- **Reading passage**:
One of my distant predecessors as minister-president, Pieter Cort van der Linden, once wrote about the task of the government: "[The state] pushes back the overconfident, protects the weak, distributes risks, and in the rush to the top guides everyone."


That is a high standard, and it is clear that the government has not met that standard in the childcare benefit file.


The rule of law must protect residents and citizens against an all-powerful government and that has gone terribly wrong here.


The report by the Parlementaire Ondervragingscommissie Kinderopvangtoeslag (Parliamentary Interrogation Committee on Childcare Benefit) is harsh, but fair.


On all levels, throughout the entire political-administrative-legal system, mistakes have been made that have led to thousands of parents being wronged.


However the political responsibility ultimately lies with the incumbent cabinet and nowhere else.


In recent weeks and days, we have discussed the report at length several times within the cabinet.

- **List of tasks**:
A - In the statement on the childcare benefit report, with whom does the political responsibility ultimately lie?
B - Please resume the statement on the childcare benefit report after its last sentence and continue it.
The listing that follows has no connection to the statement on the childcare benefit report.

[Point localization data]
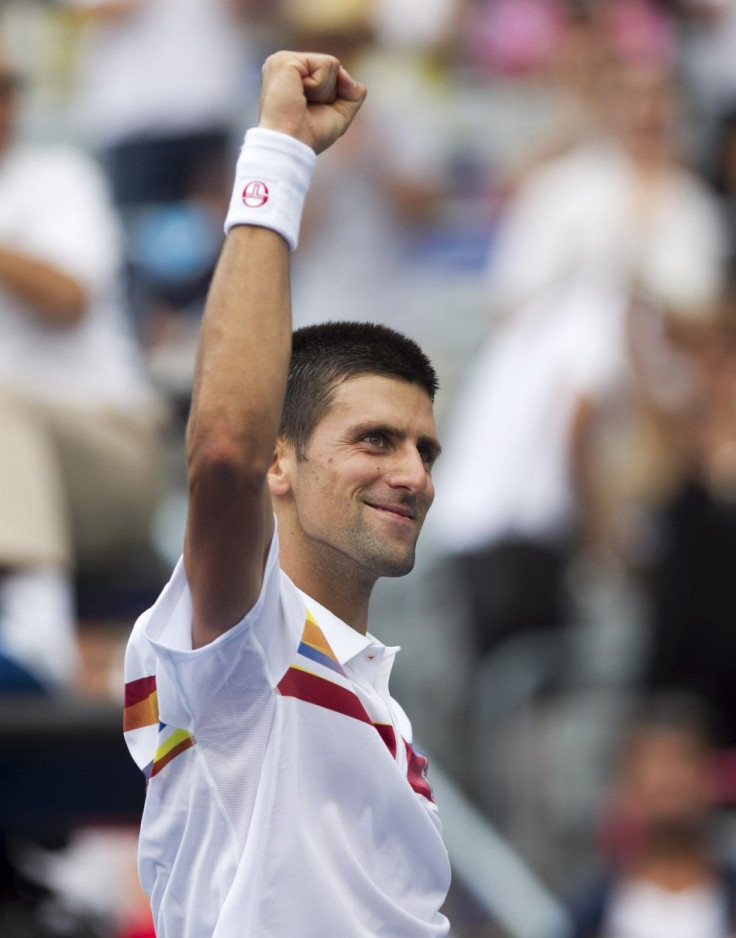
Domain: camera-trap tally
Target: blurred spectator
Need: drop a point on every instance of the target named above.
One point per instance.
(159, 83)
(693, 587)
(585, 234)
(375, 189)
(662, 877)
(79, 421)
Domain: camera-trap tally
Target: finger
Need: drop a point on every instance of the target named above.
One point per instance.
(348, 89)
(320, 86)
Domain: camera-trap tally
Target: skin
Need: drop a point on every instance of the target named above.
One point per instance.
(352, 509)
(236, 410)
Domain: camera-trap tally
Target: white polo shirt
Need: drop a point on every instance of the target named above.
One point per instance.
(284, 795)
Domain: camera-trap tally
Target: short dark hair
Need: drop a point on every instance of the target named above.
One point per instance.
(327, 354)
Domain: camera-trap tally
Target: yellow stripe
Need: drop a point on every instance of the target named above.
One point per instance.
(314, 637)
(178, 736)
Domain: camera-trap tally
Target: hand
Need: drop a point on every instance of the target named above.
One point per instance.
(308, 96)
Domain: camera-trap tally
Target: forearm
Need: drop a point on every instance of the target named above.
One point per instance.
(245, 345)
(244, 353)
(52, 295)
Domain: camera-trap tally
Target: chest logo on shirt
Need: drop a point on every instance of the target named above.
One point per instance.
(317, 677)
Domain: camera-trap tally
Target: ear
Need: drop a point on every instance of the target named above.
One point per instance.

- **Responses to the tasks**:
A - With the incumbent cabinet and nowhere else.

B -
The most important goal was to draw up a thorough and substantive reaction to the report.

A reaction that is aimed at ensuring that nothing like this can ever happen again.


Today, we have finalised this response together and as agreed, we will present it to the Lower House today.


The parents are entitled to it.


The government's reaction is, of course, about financial compensation for the parents affected - that is the first thing that must be properly regulated.


We will continue with that anyway.


Of course more is needed for the future, because things cannot and must not go so terribly wrong again.


That's why we need a whole new benefits system, starting with childcare benefits.


Signals that things are not going well somewhere must surface much quicker and lead to action much sooner.


The provision of information must also be fundamentally overhauled.


For example, from now on, the documents on which a cabinet decision is based will be made public and a list of decisions with explanatory notes will be published after each council of ministers.


The question of political responsibility was also raised today.


We are united: if the whole system has failed, responsibility can only be borne jointly.

And that has led to the conclusion that I have just presented the resignation of the entire Kabinet to the Koning, and I will go to the palace after this press conference to explain further to the Koning.


This means that the government is outgoing.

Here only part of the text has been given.